[Phrase grounding data]
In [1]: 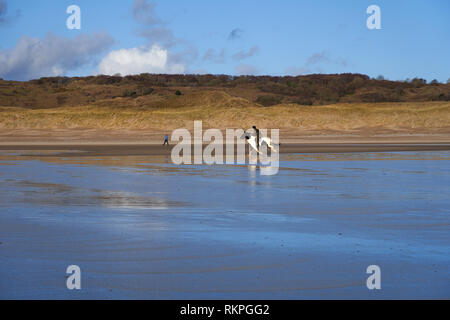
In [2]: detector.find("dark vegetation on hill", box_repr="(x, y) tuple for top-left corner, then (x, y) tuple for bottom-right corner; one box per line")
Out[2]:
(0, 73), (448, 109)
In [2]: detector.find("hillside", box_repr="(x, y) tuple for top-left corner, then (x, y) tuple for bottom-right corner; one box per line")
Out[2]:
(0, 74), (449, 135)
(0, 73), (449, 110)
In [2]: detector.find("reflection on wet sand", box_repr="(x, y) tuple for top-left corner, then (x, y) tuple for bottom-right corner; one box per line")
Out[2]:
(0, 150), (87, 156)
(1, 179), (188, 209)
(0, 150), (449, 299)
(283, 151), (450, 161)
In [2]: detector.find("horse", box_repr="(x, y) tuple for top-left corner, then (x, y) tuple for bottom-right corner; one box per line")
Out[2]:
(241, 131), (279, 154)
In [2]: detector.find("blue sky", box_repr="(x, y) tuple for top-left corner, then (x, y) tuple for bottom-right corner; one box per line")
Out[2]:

---

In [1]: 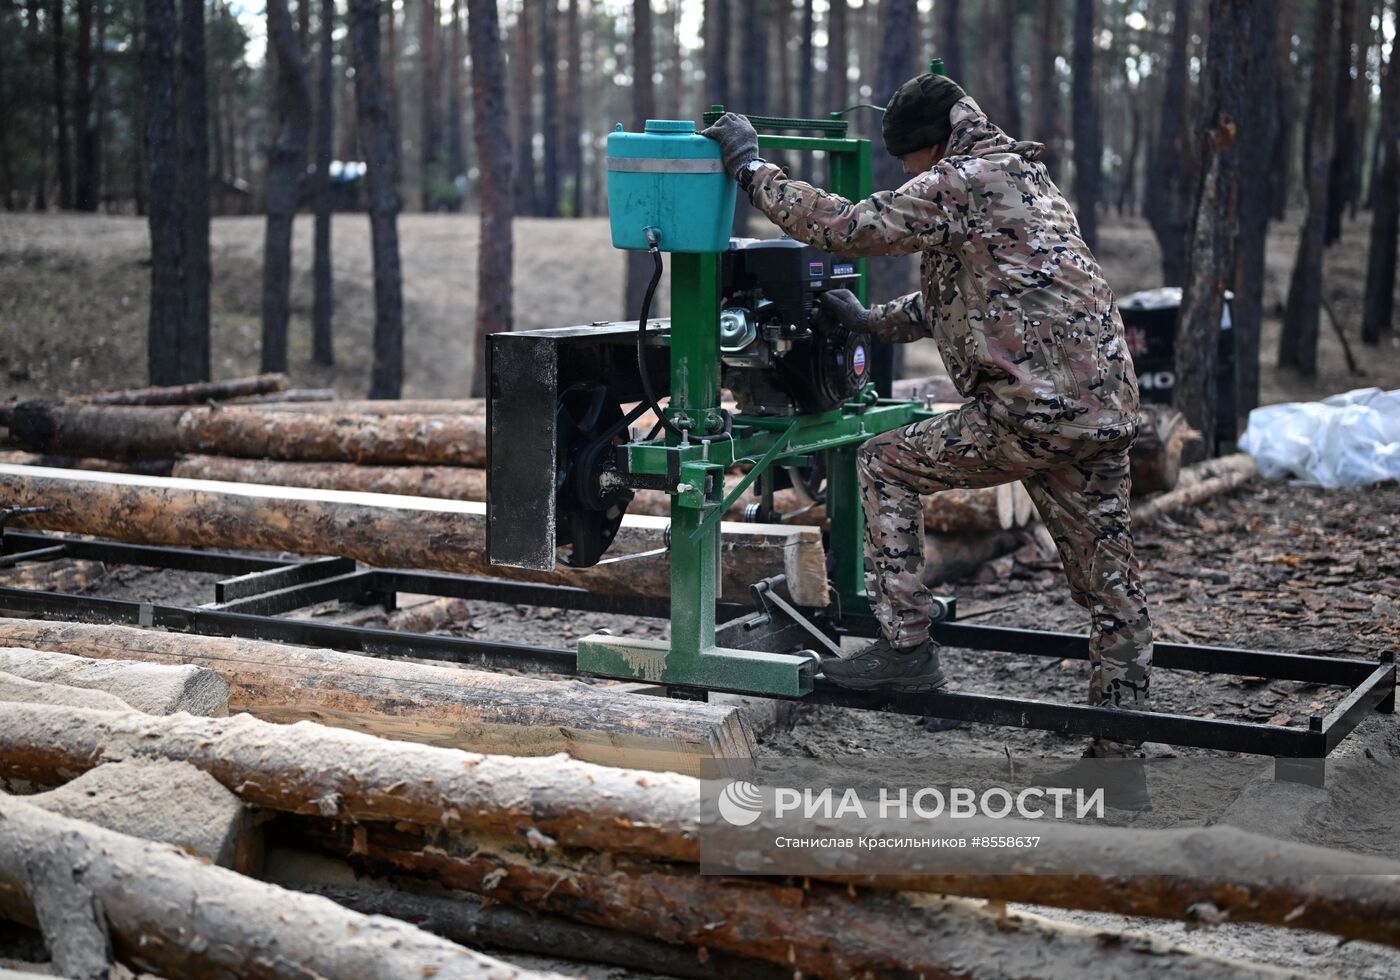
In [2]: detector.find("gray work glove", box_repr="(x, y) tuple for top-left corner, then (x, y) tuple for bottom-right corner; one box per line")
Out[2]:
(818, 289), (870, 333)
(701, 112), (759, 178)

What is required: Scan the data above for the word "corner". Copy every line in which it is found.

Task result:
In [2]: detector.find("dark vegetation on hill", box_repr="(x, y) tuple for top-left corner, then (x, y) tuple for bottom-right corner; one box per line")
In [2]: detector.find("hillside", box_repr="(x, y) tuple for top-left corner, then (x, y) tuple for bottom-right corner; one box per line")
In [2]: detector.find("reflection on wet sand", box_repr="(x, y) tuple for top-left corner, then (x, y) tuple for bottom-right corner; one box per line")
In [2]: detector.find("horse", box_repr="(x, y) tuple for top-left corner, then (x, y) tuple for bottom-right corner; one box per line")
In [2]: detector.find("blue sky", box_repr="(x, y) tuple for top-left corner, then (x, y) tuple for bottom-right corner; one box per line")
In [2]: detector.find("gray work glove", box_repr="(x, y) tuple for top-left corner, then (x, y) tuple for bottom-right corner; one box per line")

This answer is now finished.